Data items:
□ □ □ □

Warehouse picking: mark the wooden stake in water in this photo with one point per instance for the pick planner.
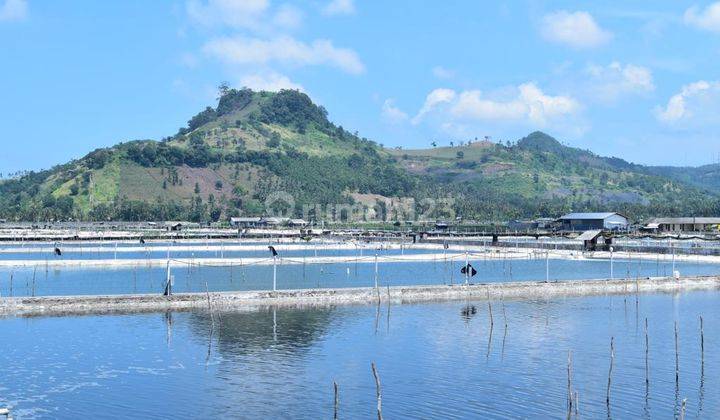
(274, 273)
(647, 354)
(34, 271)
(467, 272)
(547, 266)
(682, 409)
(702, 340)
(569, 386)
(337, 401)
(378, 390)
(377, 290)
(612, 363)
(677, 358)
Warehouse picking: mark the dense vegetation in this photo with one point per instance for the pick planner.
(230, 159)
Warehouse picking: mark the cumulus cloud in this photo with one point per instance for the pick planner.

□ □ □ □

#### Required work
Quote every one of the data items above verbatim, leaving out the pictures.

#### Completed task
Warehouse picking: mark the wooden stake in water in this photo with one point per instance for the pick planner.
(274, 273)
(647, 354)
(34, 271)
(467, 272)
(547, 266)
(682, 409)
(702, 340)
(569, 386)
(337, 401)
(378, 390)
(377, 290)
(612, 363)
(677, 358)
Warehouse picking: mark the dense vegetation in this photo with one point per instance for the pick planner.
(230, 159)
Warehouse picking: mark the cumulus cloud in this photo with one point per instance for the pick planner.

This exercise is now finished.